Excerpted passage>
....

Elon Musk has thrown his support behind Rupert Lowe’s Restore Britain party in the Makerfield by-election, in a move that risks splitting the right-wing vote and handing the seat to Labour’s Andy Burnham — just as the first poll of the campaign shows the contest on a knife edge.
The billionaire owner of X posted “Restore Britain” on Sunday morning while retweeting a message from Mr Lowe, the MP for Great Yarmouth who founded the party after being suspended from Reform UK last year. The intervention is likely to intensify the bitter personal rivalry between Mr Lowe and Nigel Farage, whose public falling-out has now spilled directly into one of the most closely watched by-elections in recent memory.
A poll of 504 adults by Survation showed Reform on 40 per cent, just three points behind Burnham on 43 per cent — a margin well within the margin of error. Restore Britain sits in third place on 7 per cent, a share that could prove decisive. If right-wing voters split between Reform and Restore Britain, the arithmetic points firmly in Burnham’s direction, potentially accelerating his path to a Labour leadership challenge against Sir Keir Starmer.
Farage moved quickly to contain the damage, framing the contest as a straight fight between his candidate and Labour. “Robert Kenyon is the only candidate who can stop Andy Burnham. This is a two-horse race — nobody else comes close,” he said. But Musk’s endorsement complicates that message significantly, given his enormous reach on X and his history of shaping British political discourse from afar.
Lowe welcomed the support enthusiastically. “Elon Musk backing Restore Britain sends a clear message that real change is possible and the establishment is losing control,” he said. “Makerfield will show Britain the way. We’re not here to patch up a broken system, we are here to restore our country.” The constituency’s Restore Britain candidate, businesswoman Rebecca Shepherd, added: “Elon Musk backing Restore Britain tells you something: the old assumptions about British politics are finished.”

....

Excerpted records>
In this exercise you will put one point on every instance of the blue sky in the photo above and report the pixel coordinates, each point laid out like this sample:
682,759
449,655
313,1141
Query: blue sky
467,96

....

Exercise tasks>
1 - In the article on the Makerfield by-election, who is Restore Britain's candidate in the constituency?
2 - Condense the paragraph of the article on the Makerfield by-election that begins "A poll of 504 adults" into a short bulleted list that keeps its main facts.
3 - Reproduce the part of the article on the Makerfield by-election starting with "Farage moved quickly" and going on through "discourse from afar.".

Answer set>
1 - Businesswoman Rebecca Shepherd.

2 -
- Survation polled 504 adults.
- Burnham leads on 43 per cent, with Reform three points behind on 40 per cent, well within the margin of error.
- Restore Britain is third on 7 per cent, a share that could prove decisive.
- A split of right-wing voters between Reform and Restore Britain would favor Burnham and could speed his path to a Labour leadership challenge against Sir Keir Starmer.

3 -
Farage moved quickly to contain the damage, framing the contest as a straight fight between his candidate and Labour. “Robert Kenyon is the only candidate who can stop Andy Burnham. This is a two-horse race — nobody else comes close,” he said. But Musk’s endorsement complicates that message significantly, given his enormous reach on X and his history of shaping British political discourse from afar.